┌────────

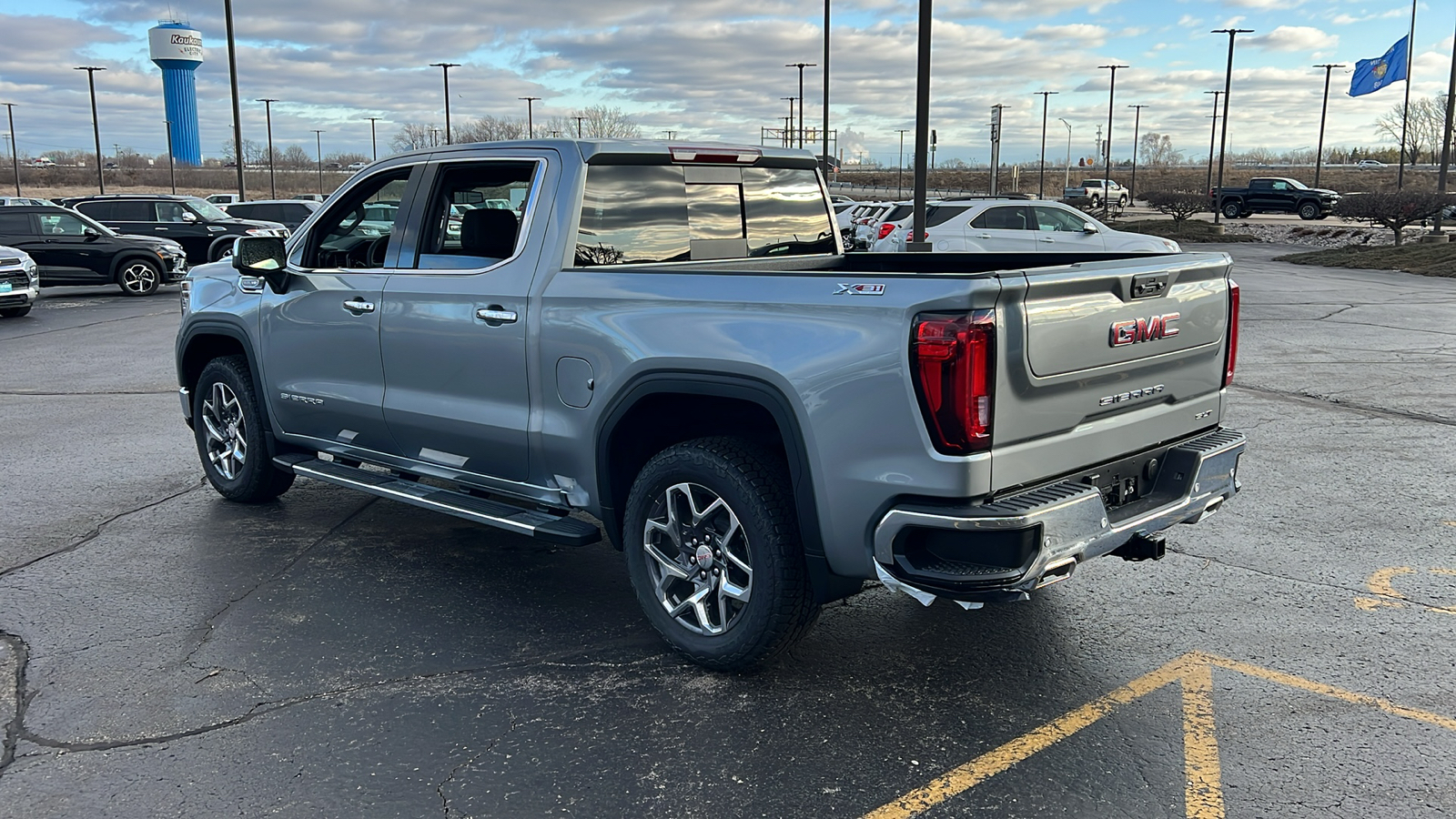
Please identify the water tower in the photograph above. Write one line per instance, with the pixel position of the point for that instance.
(177, 48)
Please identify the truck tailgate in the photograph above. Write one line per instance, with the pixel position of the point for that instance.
(1106, 359)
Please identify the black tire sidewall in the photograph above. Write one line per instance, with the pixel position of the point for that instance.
(774, 547)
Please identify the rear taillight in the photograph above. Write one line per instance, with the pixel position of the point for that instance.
(1232, 354)
(953, 359)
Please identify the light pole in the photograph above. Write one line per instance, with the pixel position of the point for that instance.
(531, 127)
(444, 70)
(900, 167)
(1107, 146)
(1067, 175)
(91, 80)
(15, 152)
(1138, 121)
(1213, 131)
(318, 143)
(801, 66)
(1320, 152)
(238, 114)
(1223, 133)
(273, 186)
(1041, 179)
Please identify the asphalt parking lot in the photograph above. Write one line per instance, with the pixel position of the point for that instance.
(167, 653)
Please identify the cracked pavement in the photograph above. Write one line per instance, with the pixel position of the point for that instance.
(167, 653)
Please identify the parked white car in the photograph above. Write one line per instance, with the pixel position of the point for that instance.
(1019, 227)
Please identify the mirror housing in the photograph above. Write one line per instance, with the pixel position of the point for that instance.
(264, 257)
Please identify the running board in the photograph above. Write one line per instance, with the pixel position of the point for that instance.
(541, 525)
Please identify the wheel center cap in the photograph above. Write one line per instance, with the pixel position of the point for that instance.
(703, 557)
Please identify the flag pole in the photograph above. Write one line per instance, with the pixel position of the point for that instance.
(1405, 113)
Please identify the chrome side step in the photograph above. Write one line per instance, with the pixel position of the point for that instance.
(541, 525)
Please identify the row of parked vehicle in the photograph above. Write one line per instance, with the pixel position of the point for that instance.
(1008, 223)
(135, 241)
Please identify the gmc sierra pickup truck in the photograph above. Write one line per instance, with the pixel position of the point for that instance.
(1278, 196)
(669, 339)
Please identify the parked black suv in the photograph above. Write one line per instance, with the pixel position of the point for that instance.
(72, 248)
(196, 223)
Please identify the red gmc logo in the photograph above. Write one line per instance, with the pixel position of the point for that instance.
(1138, 331)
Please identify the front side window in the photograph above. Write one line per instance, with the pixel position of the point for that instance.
(354, 234)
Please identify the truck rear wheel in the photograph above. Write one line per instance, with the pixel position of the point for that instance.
(713, 547)
(229, 430)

└────────

PROMPT
Using the records above, output their complete text exactly, minus any images.

ANSWER TO THE EXERCISE
Please identify the water tower in the photograph above. Write one line per instance, with the pixel position of the point for that instance.
(177, 48)
Please identify the truck tailgate in the photograph above. Write one line per instance, with the pixel position of the point for that instance.
(1106, 359)
Please identify the black tire sidewall in the photograph above. Write one line per instance, with the pixel position of the point for that instance.
(774, 547)
Please identify the rear taillight in the photograph above. Write one line per instance, with the pixel position of the point for that instance.
(1232, 354)
(953, 359)
Please identify the light pole in the photograph above. Write one line per instance, with the pixel position of the point for that instance.
(531, 127)
(444, 70)
(900, 167)
(1107, 146)
(1067, 175)
(91, 80)
(15, 152)
(1138, 121)
(1213, 131)
(318, 143)
(801, 66)
(1320, 152)
(238, 114)
(1223, 133)
(273, 186)
(1041, 179)
Please identify the asphalt parking lot in the photograph above. Write one line per instance, with the pixel position of the point for that instance.
(167, 653)
Please identify the cracked pavement in the photograph above. Write one line per instance, with the pixel position of the point for that instance.
(167, 653)
Please identify the parked white car in the photograph above. Write one line per instance, with the pixel position of the point for that instance.
(1019, 227)
Please identify the mirror housing in the photograph above. Write one line per instance, with the pixel position of the point for that instance.
(264, 257)
Please identify the running board in the photograph above. Write one line per instance, with the pixel position of the point for that instance.
(541, 525)
Please identify the wheel center cap in the photograph above. Write one line per instance, with the pixel position of the point for that instance.
(703, 557)
Please identify the flag pole in the photograph above. Write one line per instance, with the pixel position of the point for that instance.
(1405, 113)
Please identify the chrome side step in the photograph above. Write one line per instance, with the pixel position of the point for that instance.
(541, 525)
Please identify the row of parked vehicle in the photograph above. Write one line per instance, with the pixel position of the point for that instance.
(1008, 223)
(135, 241)
Please identify the gmc sierra pickup truck in the photograph above. Write one line per instance, with the pixel position of the point for that instance.
(1278, 196)
(669, 339)
Please identify the parked black suv in the photograph above. Write one line per instance, with the pixel position of the point for that instance.
(72, 248)
(196, 223)
Please identify the red gmc logo in the photograph above. Write one line per instance, with the pixel position of the point for that instance.
(1138, 331)
Please identify the front side window in the photograph above. Write one line per instance, with the pixel position of the point for that instance.
(354, 234)
Please identify the truck rear wheel in the photograph above. Write one line per instance, with the pixel position of the point for that instance.
(713, 547)
(229, 430)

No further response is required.